Source:
%%

2 Iranian men were hanged on Sunday in the main prison in Bandar Abbas, southern Iran.

The 2 men, originally from Iran's Sistan-va-Baluchestan Province, south-eastern Iran, had been imprisoned in Bandar Abbas for the past 2 years.

Their hanging followed the execution on Saturday of 3 men in a prison in the city of Ilam, western Iran.

The 3 men, only identified by their initials A.K., R.E. and N.S., were hanged in the central prison of Ilam, the regime's judiciary in Ilam Province said on Saturday.

On Wednesday (July 22), in a criminal act, the inhuman regime collectively hanged 10 prisoners in Gohardasht (Rajai Shahr) Prison in Karaj, west of Tehran. Another prisoner was hanged on the same day in Esfahan Prison, central Iran.

These atrocities were committed simultaneous with a major protest by Iranian teachers last week outside the regime's Majlis (Parliament) demanding freedom for their imprisoned colleagues and their basic rights.

Faced with escalating popular discontent and unable to respond to the rightful demands of the majority of the Iranian people who are living under the poverty line, the religious fascism ruling Iran - dubbed the 'godfather of ISIS' by the Iranian people - is ramping up suppression.

On Thursday, Amnesty International said that the Iranian regime has executed an astonishing 694 people between January 1 and July 15, 2015.

"Iran's staggering execution toll for the 1st half of this year paints a sinister picture of the machinery of state carrying out premeditated judicially-sanctioned killing on a mass scale," it said.

Since mullah Hasssan Rouhani took office as President, more than 1,800 prisoners have been executed in Iran.

Turning a blind eye by the international community, especially the European Union and the United States, regarding the catastrophic human rights situation in Iran emboldens the mullahs' regime to step up suppression and slaughter the Iranian people. Any relations with the Iranian regime must be contingent upon an improvement of the situation of human rights in Iran, including the release of all political prisoners.

%%

Dataset extract:
%%

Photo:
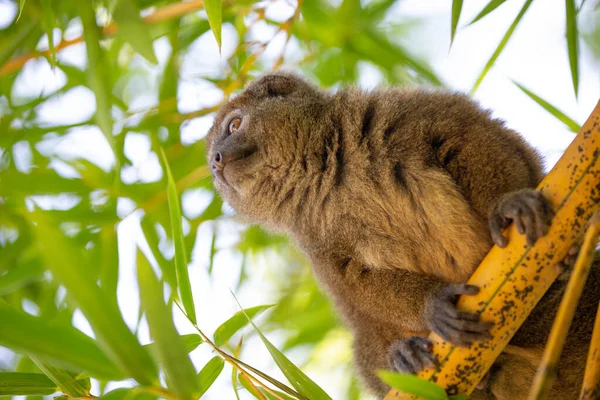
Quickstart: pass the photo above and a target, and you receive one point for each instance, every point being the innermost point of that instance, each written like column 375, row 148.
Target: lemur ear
column 275, row 85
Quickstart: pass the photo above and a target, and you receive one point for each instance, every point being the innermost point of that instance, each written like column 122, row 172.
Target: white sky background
column 536, row 56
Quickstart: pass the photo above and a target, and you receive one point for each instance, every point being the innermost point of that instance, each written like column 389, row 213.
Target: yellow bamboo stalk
column 546, row 372
column 160, row 15
column 591, row 379
column 514, row 279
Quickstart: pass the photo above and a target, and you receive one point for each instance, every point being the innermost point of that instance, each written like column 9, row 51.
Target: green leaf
column 501, row 46
column 215, row 18
column 133, row 29
column 190, row 341
column 411, row 384
column 68, row 266
column 98, row 74
column 64, row 345
column 183, row 278
column 572, row 43
column 25, row 384
column 209, row 374
column 250, row 387
column 456, row 9
column 299, row 380
column 20, row 275
column 171, row 352
column 67, row 381
column 491, row 6
column 21, row 6
column 572, row 125
column 224, row 332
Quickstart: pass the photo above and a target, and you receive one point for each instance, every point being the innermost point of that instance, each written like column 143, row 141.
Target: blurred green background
column 92, row 93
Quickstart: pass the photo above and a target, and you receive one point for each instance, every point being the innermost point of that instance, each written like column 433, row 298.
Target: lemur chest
column 428, row 228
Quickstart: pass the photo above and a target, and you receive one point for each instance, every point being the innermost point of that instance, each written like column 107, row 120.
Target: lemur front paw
column 412, row 355
column 459, row 327
column 530, row 211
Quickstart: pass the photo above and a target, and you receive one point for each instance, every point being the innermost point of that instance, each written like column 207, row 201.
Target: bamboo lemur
column 389, row 193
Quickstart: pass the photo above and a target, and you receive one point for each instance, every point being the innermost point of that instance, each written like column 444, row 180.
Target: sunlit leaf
column 133, row 29
column 171, row 352
column 209, row 374
column 572, row 125
column 215, row 18
column 414, row 385
column 226, row 330
column 64, row 345
column 66, row 381
column 491, row 6
column 572, row 43
column 501, row 46
column 183, row 278
column 68, row 266
column 25, row 384
column 250, row 387
column 456, row 9
column 98, row 74
column 299, row 380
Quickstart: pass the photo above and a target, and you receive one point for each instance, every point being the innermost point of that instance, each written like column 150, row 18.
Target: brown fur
column 388, row 193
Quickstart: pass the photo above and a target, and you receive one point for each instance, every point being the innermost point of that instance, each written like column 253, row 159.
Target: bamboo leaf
column 21, row 6
column 226, row 330
column 250, row 387
column 414, row 385
column 572, row 45
column 572, row 125
column 456, row 10
column 183, row 278
column 501, row 46
column 171, row 352
column 68, row 267
column 215, row 18
column 25, row 384
column 99, row 80
column 299, row 380
column 491, row 6
column 64, row 345
column 66, row 381
column 209, row 374
column 134, row 30
column 190, row 342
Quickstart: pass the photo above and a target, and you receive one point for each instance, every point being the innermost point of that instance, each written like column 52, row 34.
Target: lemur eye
column 234, row 125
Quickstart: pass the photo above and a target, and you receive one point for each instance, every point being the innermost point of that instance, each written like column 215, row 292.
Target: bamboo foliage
column 514, row 279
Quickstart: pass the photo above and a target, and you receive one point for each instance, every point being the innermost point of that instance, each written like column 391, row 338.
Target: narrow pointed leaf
column 411, row 384
column 64, row 345
column 456, row 10
column 224, row 332
column 501, row 46
column 215, row 17
column 209, row 374
column 98, row 74
column 171, row 352
column 66, row 381
column 572, row 45
column 25, row 384
column 190, row 343
column 572, row 125
column 181, row 271
column 250, row 387
column 69, row 268
column 299, row 380
column 134, row 30
column 491, row 6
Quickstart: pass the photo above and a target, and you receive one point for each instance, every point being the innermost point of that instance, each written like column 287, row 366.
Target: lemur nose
column 217, row 162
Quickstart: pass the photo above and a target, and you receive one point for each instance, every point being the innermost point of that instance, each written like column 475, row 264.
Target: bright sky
column 536, row 57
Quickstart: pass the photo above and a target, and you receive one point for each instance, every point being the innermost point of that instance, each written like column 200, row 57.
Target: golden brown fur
column 388, row 193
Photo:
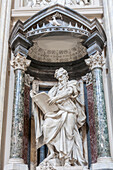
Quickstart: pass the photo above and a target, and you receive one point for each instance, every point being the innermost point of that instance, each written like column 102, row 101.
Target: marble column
column 95, row 63
column 92, row 131
column 20, row 64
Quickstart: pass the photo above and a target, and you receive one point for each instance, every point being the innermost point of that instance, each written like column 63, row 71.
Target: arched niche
column 55, row 37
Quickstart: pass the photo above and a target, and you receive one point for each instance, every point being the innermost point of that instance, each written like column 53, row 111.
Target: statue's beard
column 62, row 84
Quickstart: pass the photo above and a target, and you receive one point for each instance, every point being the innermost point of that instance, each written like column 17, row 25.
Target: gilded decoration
column 20, row 62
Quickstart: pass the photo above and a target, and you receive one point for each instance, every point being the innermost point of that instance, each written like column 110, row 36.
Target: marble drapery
column 60, row 129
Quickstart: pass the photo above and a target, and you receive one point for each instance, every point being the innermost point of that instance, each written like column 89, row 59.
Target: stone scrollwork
column 28, row 79
column 95, row 61
column 20, row 62
column 87, row 78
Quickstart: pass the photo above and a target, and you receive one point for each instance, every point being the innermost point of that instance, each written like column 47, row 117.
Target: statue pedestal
column 14, row 166
column 103, row 163
column 62, row 168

%%

What the exercise asks: Rewrite the passage of the report on the Iranian hangings that opens with the words containing "2 Iranian men" and closes with "said on Saturday.", swapping "hanged" for "executed" everywhere it appears.

Task result:
2 Iranian men were executed on Sunday in the main prison in Bandar Abbas, southern Iran.

The 2 men, originally from Iran's Sistan-va-Baluchestan Province, south-eastern Iran, had been imprisoned in Bandar Abbas for the past 2 years.

Their hanging followed the execution on Saturday of 3 men in a prison in the city of Ilam, western Iran.

The 3 men, only identified by their initials A.K., R.E. and N.S., were executed in the central prison of Ilam, the regime's judiciary in Ilam Province said on Saturday.